**The problem**
A verbatim copy of the line containing "Indicate the tinted" and all lines after it, up to and including the final line of the records, is the only acceptable output.

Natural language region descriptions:
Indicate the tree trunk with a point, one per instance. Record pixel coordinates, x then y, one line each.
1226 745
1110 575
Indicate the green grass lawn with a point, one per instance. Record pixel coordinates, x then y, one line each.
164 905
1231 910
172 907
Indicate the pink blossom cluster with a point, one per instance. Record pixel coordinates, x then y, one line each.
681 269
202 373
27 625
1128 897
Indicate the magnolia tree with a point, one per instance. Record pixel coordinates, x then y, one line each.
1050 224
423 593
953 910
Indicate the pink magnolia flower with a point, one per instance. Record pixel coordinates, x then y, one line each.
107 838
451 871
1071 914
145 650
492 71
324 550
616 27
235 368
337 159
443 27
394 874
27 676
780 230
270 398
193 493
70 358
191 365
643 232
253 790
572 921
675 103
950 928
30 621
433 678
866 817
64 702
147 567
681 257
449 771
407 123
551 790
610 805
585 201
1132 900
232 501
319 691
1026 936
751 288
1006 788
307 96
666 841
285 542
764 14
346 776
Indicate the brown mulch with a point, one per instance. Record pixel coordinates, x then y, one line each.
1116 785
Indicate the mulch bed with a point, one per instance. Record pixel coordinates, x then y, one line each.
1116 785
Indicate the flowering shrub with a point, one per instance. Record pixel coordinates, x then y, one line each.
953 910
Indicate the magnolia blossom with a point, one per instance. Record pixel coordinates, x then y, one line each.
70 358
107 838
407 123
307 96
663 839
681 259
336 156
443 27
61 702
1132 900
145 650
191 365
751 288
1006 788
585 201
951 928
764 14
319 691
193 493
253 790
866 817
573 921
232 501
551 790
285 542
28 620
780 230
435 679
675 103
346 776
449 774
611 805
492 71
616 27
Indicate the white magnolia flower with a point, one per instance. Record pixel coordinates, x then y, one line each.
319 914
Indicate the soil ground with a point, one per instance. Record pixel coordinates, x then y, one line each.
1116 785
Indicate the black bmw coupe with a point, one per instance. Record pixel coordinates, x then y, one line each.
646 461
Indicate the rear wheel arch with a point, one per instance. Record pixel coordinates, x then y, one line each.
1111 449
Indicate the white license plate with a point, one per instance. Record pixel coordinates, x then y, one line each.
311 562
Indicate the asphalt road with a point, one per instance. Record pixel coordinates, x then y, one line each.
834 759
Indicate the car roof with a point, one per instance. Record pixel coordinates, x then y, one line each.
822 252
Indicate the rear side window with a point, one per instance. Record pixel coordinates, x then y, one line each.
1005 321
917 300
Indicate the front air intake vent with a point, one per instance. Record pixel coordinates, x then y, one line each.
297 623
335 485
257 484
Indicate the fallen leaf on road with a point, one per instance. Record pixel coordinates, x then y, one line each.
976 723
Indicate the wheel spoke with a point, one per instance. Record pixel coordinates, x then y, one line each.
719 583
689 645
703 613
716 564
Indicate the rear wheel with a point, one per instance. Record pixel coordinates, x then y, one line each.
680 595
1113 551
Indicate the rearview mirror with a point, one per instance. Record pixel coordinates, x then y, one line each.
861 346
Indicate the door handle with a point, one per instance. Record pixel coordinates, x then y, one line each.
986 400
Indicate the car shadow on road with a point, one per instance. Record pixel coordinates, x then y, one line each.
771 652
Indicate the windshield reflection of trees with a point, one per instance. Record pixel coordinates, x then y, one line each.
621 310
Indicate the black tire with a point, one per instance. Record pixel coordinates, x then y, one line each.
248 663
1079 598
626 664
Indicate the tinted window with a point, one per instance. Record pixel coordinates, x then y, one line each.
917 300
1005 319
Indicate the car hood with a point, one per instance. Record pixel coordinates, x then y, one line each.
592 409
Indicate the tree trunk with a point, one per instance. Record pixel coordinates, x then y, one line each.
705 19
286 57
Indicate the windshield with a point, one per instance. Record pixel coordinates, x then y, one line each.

**Written response**
Indicate the tinted window with a point, one per instance. Record pixel coordinates, x then y, one line each.
917 300
1005 319
Indicate the car hood with a point, one per instance. Record pixel coordinates, x then y, one line each.
592 409
Indicate the tree trunk with a point, one per instance. Record pixel coordinates, x then y, one line each.
705 19
286 57
Indicate the windshield with a point, one per instance. Record pixel coordinates, x then y, one line each.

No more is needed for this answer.